### DATA RECORDS

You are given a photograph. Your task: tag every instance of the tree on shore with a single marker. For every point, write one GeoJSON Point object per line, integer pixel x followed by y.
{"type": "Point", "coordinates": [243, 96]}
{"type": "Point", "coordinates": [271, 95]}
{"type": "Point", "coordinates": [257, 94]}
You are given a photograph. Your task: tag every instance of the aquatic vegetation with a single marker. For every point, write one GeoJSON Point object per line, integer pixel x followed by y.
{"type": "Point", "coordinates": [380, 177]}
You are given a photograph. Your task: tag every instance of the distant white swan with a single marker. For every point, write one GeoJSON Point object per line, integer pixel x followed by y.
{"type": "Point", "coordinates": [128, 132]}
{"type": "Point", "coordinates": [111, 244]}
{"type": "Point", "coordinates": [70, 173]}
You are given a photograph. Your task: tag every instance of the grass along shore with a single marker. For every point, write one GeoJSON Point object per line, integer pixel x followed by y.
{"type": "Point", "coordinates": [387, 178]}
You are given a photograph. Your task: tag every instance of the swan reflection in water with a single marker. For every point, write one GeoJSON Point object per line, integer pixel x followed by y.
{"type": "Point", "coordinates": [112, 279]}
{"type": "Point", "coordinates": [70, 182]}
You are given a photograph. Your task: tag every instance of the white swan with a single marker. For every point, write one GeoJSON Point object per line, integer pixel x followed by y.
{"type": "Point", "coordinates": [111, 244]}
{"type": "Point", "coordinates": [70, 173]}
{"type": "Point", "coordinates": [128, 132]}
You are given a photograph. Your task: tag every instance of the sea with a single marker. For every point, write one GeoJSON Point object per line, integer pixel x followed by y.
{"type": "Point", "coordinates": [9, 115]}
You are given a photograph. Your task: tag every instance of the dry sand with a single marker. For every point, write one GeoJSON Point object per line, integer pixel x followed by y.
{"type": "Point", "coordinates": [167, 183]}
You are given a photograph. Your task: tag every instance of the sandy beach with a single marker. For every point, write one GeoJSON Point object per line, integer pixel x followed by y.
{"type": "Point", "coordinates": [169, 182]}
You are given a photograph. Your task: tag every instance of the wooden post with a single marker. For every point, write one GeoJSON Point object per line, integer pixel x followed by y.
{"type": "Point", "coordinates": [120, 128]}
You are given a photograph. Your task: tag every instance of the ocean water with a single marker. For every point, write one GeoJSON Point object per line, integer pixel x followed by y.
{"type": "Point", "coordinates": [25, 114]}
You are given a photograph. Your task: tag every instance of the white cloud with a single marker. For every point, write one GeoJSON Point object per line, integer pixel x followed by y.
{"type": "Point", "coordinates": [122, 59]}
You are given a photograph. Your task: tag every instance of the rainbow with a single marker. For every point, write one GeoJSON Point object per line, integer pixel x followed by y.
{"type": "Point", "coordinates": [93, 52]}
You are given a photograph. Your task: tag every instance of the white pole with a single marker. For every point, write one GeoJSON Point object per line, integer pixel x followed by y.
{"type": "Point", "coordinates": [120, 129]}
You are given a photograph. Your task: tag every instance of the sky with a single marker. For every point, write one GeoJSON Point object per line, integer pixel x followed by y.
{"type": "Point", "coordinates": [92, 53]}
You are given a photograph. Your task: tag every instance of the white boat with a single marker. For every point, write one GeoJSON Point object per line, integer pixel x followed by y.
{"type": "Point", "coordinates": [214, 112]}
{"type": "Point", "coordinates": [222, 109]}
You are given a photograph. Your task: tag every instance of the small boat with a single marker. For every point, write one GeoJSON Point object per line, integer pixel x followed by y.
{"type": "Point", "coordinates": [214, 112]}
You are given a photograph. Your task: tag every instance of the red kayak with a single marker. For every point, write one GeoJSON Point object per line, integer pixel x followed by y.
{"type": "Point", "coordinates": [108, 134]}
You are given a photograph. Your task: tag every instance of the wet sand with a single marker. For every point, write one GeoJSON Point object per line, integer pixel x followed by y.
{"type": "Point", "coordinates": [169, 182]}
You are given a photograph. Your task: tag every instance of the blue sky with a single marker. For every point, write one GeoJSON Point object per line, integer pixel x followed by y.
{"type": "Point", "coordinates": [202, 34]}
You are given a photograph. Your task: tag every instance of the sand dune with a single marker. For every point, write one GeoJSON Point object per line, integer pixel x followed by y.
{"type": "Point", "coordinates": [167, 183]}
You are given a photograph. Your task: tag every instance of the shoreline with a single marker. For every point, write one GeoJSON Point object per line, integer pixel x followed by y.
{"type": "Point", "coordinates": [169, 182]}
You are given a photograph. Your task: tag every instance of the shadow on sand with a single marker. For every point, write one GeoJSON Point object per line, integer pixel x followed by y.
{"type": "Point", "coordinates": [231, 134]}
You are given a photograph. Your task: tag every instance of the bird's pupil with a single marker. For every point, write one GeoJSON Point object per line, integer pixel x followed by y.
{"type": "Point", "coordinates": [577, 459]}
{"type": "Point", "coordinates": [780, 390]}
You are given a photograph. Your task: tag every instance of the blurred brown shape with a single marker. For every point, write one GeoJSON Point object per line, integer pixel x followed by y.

### WHAT TO PRODUCE
Here the job is to restate all of the data word for word.

### OUTPUT BELOW
You are given a photograph. Your task: tag every instance of the tree on shore with a single marker. For every point, write one GeoJSON Point object per line, integer pixel x followed by y.
{"type": "Point", "coordinates": [243, 96]}
{"type": "Point", "coordinates": [271, 95]}
{"type": "Point", "coordinates": [257, 94]}
You are given a photograph. Your task: tag every instance of the aquatic vegetation with a single marker. For every point, write one GeoJSON Point object per line, integer pixel x followed by y.
{"type": "Point", "coordinates": [380, 177]}
You are given a photograph. Your task: tag every instance of the distant white swan with a single marker. For every point, write one GeoJSON Point object per line, integer pixel x followed by y.
{"type": "Point", "coordinates": [128, 132]}
{"type": "Point", "coordinates": [111, 244]}
{"type": "Point", "coordinates": [70, 173]}
You are given a photograph. Your task: tag every instance of the grass along shore with a single marker. For every point, write one GeoJSON Point object per line, integer pixel x followed by y.
{"type": "Point", "coordinates": [387, 178]}
You are given a photograph. Your task: tag every instance of the swan reflection in water with a single marker. For every point, write one GeoJSON Point object per line, integer pixel x followed by y.
{"type": "Point", "coordinates": [112, 279]}
{"type": "Point", "coordinates": [70, 182]}
You are given a photograph. Your task: tag every instance of the white swan with a single marker. For every point, write one GeoJSON Point object per line, integer pixel x followed by y.
{"type": "Point", "coordinates": [111, 244]}
{"type": "Point", "coordinates": [70, 173]}
{"type": "Point", "coordinates": [128, 132]}
You are given a photograph. Your task: tag every instance of the sea with a single marker. For every point, write one GeoJSON Point object per line, integer pixel x followed by y.
{"type": "Point", "coordinates": [9, 115]}
You are given a photograph. Your task: tag every instance of the dry sand with a single marker. For every point, write one GeoJSON Point object per line, integer pixel x followed by y.
{"type": "Point", "coordinates": [167, 183]}
You are given a photograph. Your task: tag every instance of the sandy beach with a single marker. For every point, write one GeoJSON Point object per line, integer pixel x followed by y.
{"type": "Point", "coordinates": [169, 182]}
You are given a photograph. Your task: tag every instance of the wooden post with a single marker. For every point, write one GeoJSON Point object per line, integer pixel x followed by y.
{"type": "Point", "coordinates": [120, 128]}
You are given a photograph. Your task: tag every instance of the ocean water with a single marker. For every point, write one GeoJSON Point object per line, integer pixel x followed by y.
{"type": "Point", "coordinates": [25, 114]}
You are given a photograph. Your task: tag every instance of the white cloud with a single marker. For every point, write one GeoJSON Point object per line, integer pixel x followed by y.
{"type": "Point", "coordinates": [122, 59]}
You are given a photograph. Your task: tag every instance of the rainbow with a single marker. For every point, write one GeoJSON Point object per line, integer pixel x followed by y.
{"type": "Point", "coordinates": [93, 52]}
You are given a photograph. Your task: tag every instance of the white pole with a single marker. For every point, write one GeoJSON Point object per line, integer pixel x followed by y.
{"type": "Point", "coordinates": [120, 129]}
You are given a photograph. Your task: tag every instance of the sky with a single marker. For every point, write one GeoJSON Point object per line, integer pixel x followed by y.
{"type": "Point", "coordinates": [92, 53]}
You are given a photograph. Your task: tag every instance of the white boat with a single marker. For every point, write one GeoJSON Point object per line, integer pixel x followed by y.
{"type": "Point", "coordinates": [214, 112]}
{"type": "Point", "coordinates": [222, 109]}
You are given a photograph. Your task: tag every instance of the small boat with a single marker. For every point, write one GeoJSON Point object per line, integer pixel x followed by y.
{"type": "Point", "coordinates": [214, 112]}
You are given a photograph. Your task: tag every instance of the red kayak with a single marker. For every point, write one GeoJSON Point object per line, integer pixel x followed by y.
{"type": "Point", "coordinates": [108, 134]}
You are given a photograph. Your task: tag every instance of the wet sand with a single marker. For every point, write one GeoJSON Point object per line, integer pixel x followed by y.
{"type": "Point", "coordinates": [169, 182]}
You are given a photograph. Your task: tag every instance of the blue sky with a single marker. For every point, write one GeoJSON Point object per line, integer pixel x followed by y.
{"type": "Point", "coordinates": [202, 34]}
You are given a photograph. Your task: tag every instance of the sand dune with a single marker. For every point, write one GeoJSON Point object per line, integer pixel x followed by y.
{"type": "Point", "coordinates": [167, 183]}
You are given a photograph. Your task: tag every instance of the shoreline with a single marker. For every point, write one GeoJSON Point object per line, integer pixel x followed by y.
{"type": "Point", "coordinates": [169, 182]}
You are given a photograph. Your task: tag every instance of the shadow on sand with a single marker. For every point, write one GeoJSON Point object per line, integer pixel x followed by y.
{"type": "Point", "coordinates": [231, 134]}
You are given a photograph. Your task: tag every instance of the bird's pupil with a single marker. For every point, write one GeoJSON Point object per line, integer pixel x followed by y.
{"type": "Point", "coordinates": [577, 459]}
{"type": "Point", "coordinates": [780, 390]}
You are given a photograph. Your task: tag every instance of the blurred brown shape with a single marker. For every point, write one GeoJSON Point object per line, integer pixel x followed by y.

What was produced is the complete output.